● BEREITGESTELLTER AUSZUG
# Heizkessel Master und Slave nach Betriebsstunden umschalten



## Flokki (13 Februar 2018)

Guten Morgen,

ich habe ein paar Fragen zum Thema Siemens LOGO. für eine Heizzentrale, bestehend aus 3Kesseln suche ich eine Möglichkeit die Kesselfreigabe über Betriebsstunden zu zählen. Einer der Kessel besitzt eine SPS aus dem Hause B&R. Alle drei Kessel haben die Möglichkeit die Betriebsstunden und ein Kesselfreigabesignal zu senden/empfangen.

Der Heizungsbauer hatte mir die Information gegeben, mit Hilfe des SPS-Steuerungsmodul Siemens LOGO! 0BA6 24C6ED1052-1CC01-0BA6 24 V/DC folgende Möglichkeiten der übergeordneten Regelung zu realisieren.

1.) automatische Auswahl von Masterkessel und Slavekessel1 + Slavekessel 2 nach Betriebsstunden

Dabei soll die Logo die Freigabesignale wie folgt geben:

a) Kessel 1 dann Kessel 2 dann Kessel 3
b) Kessel 2 dann Kessel 3 dann Kessel 1
c) Kessel 3 dann Kessel 2 dann Kessel 1

Kann der Siemens Regelbaustein dies so realisieren? Hört sich für mich erst einmal sehr einfach an!
Wie aufwändig wäre eine Programmierung des Steuerungsmoduls Siemens Logo!
Benötigt man hierzu eine zusätzliche Software?

Wie Ihr sicherlich bemerkt habt bin ich auf diesem Gebiet absoluter Leihe. Wäre euch für eure Unterstützung dankbar.

● EINTRÄGE

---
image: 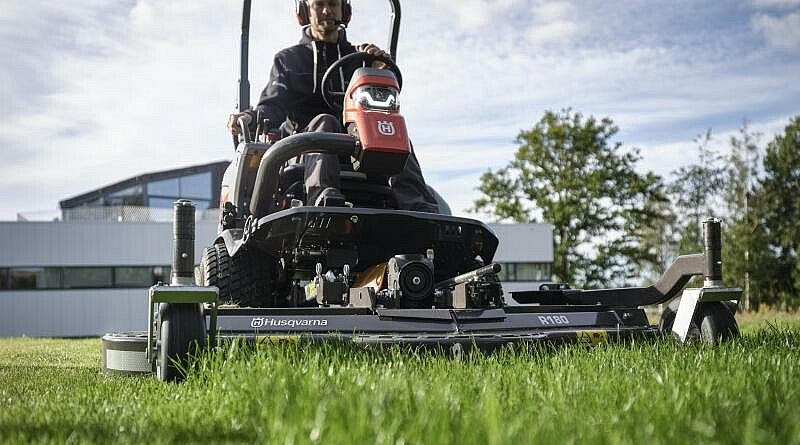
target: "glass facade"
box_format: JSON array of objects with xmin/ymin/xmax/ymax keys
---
[
  {"xmin": 62, "ymin": 267, "xmax": 114, "ymax": 289},
  {"xmin": 147, "ymin": 172, "xmax": 214, "ymax": 209},
  {"xmin": 61, "ymin": 162, "xmax": 228, "ymax": 214},
  {"xmin": 498, "ymin": 263, "xmax": 553, "ymax": 281},
  {"xmin": 0, "ymin": 266, "xmax": 171, "ymax": 291}
]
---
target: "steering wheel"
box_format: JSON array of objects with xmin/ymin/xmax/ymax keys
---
[{"xmin": 322, "ymin": 52, "xmax": 403, "ymax": 113}]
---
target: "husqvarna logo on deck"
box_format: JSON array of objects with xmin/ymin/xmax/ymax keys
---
[
  {"xmin": 378, "ymin": 121, "xmax": 394, "ymax": 136},
  {"xmin": 250, "ymin": 317, "xmax": 328, "ymax": 329}
]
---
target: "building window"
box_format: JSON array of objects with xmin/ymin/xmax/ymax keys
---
[
  {"xmin": 180, "ymin": 172, "xmax": 211, "ymax": 200},
  {"xmin": 153, "ymin": 266, "xmax": 172, "ymax": 283},
  {"xmin": 105, "ymin": 185, "xmax": 145, "ymax": 206},
  {"xmin": 147, "ymin": 172, "xmax": 213, "ymax": 209},
  {"xmin": 64, "ymin": 267, "xmax": 114, "ymax": 289},
  {"xmin": 147, "ymin": 178, "xmax": 181, "ymax": 196},
  {"xmin": 498, "ymin": 263, "xmax": 552, "ymax": 281},
  {"xmin": 114, "ymin": 267, "xmax": 154, "ymax": 287},
  {"xmin": 8, "ymin": 267, "xmax": 62, "ymax": 289}
]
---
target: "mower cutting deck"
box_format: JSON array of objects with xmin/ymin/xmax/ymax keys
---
[{"xmin": 103, "ymin": 0, "xmax": 741, "ymax": 380}]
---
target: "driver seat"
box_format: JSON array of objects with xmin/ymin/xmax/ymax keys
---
[{"xmin": 279, "ymin": 158, "xmax": 397, "ymax": 209}]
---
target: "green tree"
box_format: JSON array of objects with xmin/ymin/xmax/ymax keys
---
[
  {"xmin": 752, "ymin": 116, "xmax": 800, "ymax": 308},
  {"xmin": 722, "ymin": 122, "xmax": 769, "ymax": 310},
  {"xmin": 472, "ymin": 109, "xmax": 666, "ymax": 287},
  {"xmin": 668, "ymin": 129, "xmax": 725, "ymax": 254}
]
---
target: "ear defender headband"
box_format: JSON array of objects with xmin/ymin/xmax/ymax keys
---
[{"xmin": 295, "ymin": 0, "xmax": 353, "ymax": 26}]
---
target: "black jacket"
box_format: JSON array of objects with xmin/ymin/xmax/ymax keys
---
[{"xmin": 253, "ymin": 28, "xmax": 356, "ymax": 133}]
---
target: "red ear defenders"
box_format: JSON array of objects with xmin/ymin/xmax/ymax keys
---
[{"xmin": 295, "ymin": 0, "xmax": 353, "ymax": 26}]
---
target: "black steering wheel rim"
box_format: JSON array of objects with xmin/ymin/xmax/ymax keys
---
[{"xmin": 321, "ymin": 51, "xmax": 403, "ymax": 113}]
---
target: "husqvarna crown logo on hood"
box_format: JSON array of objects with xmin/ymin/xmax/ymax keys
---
[{"xmin": 378, "ymin": 121, "xmax": 394, "ymax": 136}]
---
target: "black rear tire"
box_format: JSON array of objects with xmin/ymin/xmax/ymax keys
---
[
  {"xmin": 197, "ymin": 242, "xmax": 272, "ymax": 307},
  {"xmin": 658, "ymin": 298, "xmax": 741, "ymax": 343},
  {"xmin": 156, "ymin": 303, "xmax": 207, "ymax": 382}
]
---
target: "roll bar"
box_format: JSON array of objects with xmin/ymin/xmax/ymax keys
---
[
  {"xmin": 234, "ymin": 0, "xmax": 402, "ymax": 114},
  {"xmin": 250, "ymin": 132, "xmax": 357, "ymax": 218}
]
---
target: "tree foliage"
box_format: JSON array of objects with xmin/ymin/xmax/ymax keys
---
[
  {"xmin": 753, "ymin": 116, "xmax": 800, "ymax": 308},
  {"xmin": 473, "ymin": 109, "xmax": 668, "ymax": 287}
]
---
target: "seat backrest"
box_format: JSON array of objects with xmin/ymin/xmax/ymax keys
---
[{"xmin": 279, "ymin": 163, "xmax": 397, "ymax": 209}]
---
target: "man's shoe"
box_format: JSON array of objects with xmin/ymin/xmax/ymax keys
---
[{"xmin": 314, "ymin": 187, "xmax": 345, "ymax": 207}]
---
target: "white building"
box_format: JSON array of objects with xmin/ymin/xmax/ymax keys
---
[{"xmin": 0, "ymin": 163, "xmax": 553, "ymax": 337}]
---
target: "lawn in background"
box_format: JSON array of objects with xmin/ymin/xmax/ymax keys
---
[{"xmin": 0, "ymin": 317, "xmax": 800, "ymax": 444}]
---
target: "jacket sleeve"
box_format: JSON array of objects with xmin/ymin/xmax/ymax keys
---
[{"xmin": 252, "ymin": 54, "xmax": 294, "ymax": 128}]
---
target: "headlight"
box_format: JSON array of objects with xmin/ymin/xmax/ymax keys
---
[{"xmin": 353, "ymin": 86, "xmax": 400, "ymax": 110}]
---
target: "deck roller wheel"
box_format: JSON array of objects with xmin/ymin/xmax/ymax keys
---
[
  {"xmin": 658, "ymin": 298, "xmax": 741, "ymax": 343},
  {"xmin": 102, "ymin": 331, "xmax": 153, "ymax": 375},
  {"xmin": 156, "ymin": 303, "xmax": 207, "ymax": 382}
]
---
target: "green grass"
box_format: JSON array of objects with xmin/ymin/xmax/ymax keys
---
[{"xmin": 0, "ymin": 323, "xmax": 800, "ymax": 444}]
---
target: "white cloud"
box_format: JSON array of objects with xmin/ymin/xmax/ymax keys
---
[
  {"xmin": 531, "ymin": 1, "xmax": 575, "ymax": 23},
  {"xmin": 0, "ymin": 0, "xmax": 800, "ymax": 219},
  {"xmin": 752, "ymin": 0, "xmax": 800, "ymax": 8},
  {"xmin": 750, "ymin": 11, "xmax": 800, "ymax": 52},
  {"xmin": 525, "ymin": 20, "xmax": 581, "ymax": 45}
]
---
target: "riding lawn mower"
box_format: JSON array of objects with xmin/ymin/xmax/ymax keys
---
[{"xmin": 103, "ymin": 0, "xmax": 741, "ymax": 380}]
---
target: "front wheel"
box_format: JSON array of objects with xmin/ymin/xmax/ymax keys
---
[
  {"xmin": 658, "ymin": 298, "xmax": 741, "ymax": 343},
  {"xmin": 156, "ymin": 303, "xmax": 207, "ymax": 382}
]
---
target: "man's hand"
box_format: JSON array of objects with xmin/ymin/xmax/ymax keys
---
[
  {"xmin": 228, "ymin": 113, "xmax": 253, "ymax": 135},
  {"xmin": 358, "ymin": 43, "xmax": 392, "ymax": 68}
]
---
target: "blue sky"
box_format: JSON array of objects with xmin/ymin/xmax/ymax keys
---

● AUFGABENSTELLUNG
1. Prüfe, ob die folgenden Aussagen mit dem Auszug übereinstimmen, und belege jedes Ja oder Nein mit dem entscheidenden Wortlaut aus dem Auszug: (a) Einer der drei Kessel verfügt über eine SPS von B&R. (b) Der Beitrag stammt aus dem März 2018. (c) Die Heizzentrale umfasst vier Kessel.
2. Gib bitte den Teil des Auszugs wortgetreu wieder, der bei „1.) automatische Auswahl“ beginnt und bei „eure Unterstützung dankbar.“ endet.

● ERGEBNISSE JE AUFGABE
1.
(a) Ja – „Einer der Kessel besitzt eine SPS aus dem Hause B&R.“
(b) Nein – „13 Februar 2018“
(c) Nein – „bestehend aus 3Kesseln“

2.
1.) automatische Auswahl von Masterkessel und Slavekessel1 + Slavekessel 2 nach Betriebsstunden

Dabei soll die Logo die Freigabesignale wie folgt geben:

a) Kessel 1 dann Kessel 2 dann Kessel 3
b) Kessel 2 dann Kessel 3 dann Kessel 1
c) Kessel 3 dann Kessel 2 dann Kessel 1

Kann der Siemens Regelbaustein dies so realisieren? Hört sich für mich erst einmal sehr einfach an!
Wie aufwändig wäre eine Programmierung des Steuerungsmoduls Siemens Logo!
Benötigt man hierzu eine zusätzliche Software?

Wie Ihr sicherlich bemerkt habt bin ich auf diesem Gebiet absoluter Leihe. Wäre euch für eure Unterstützung dankbar.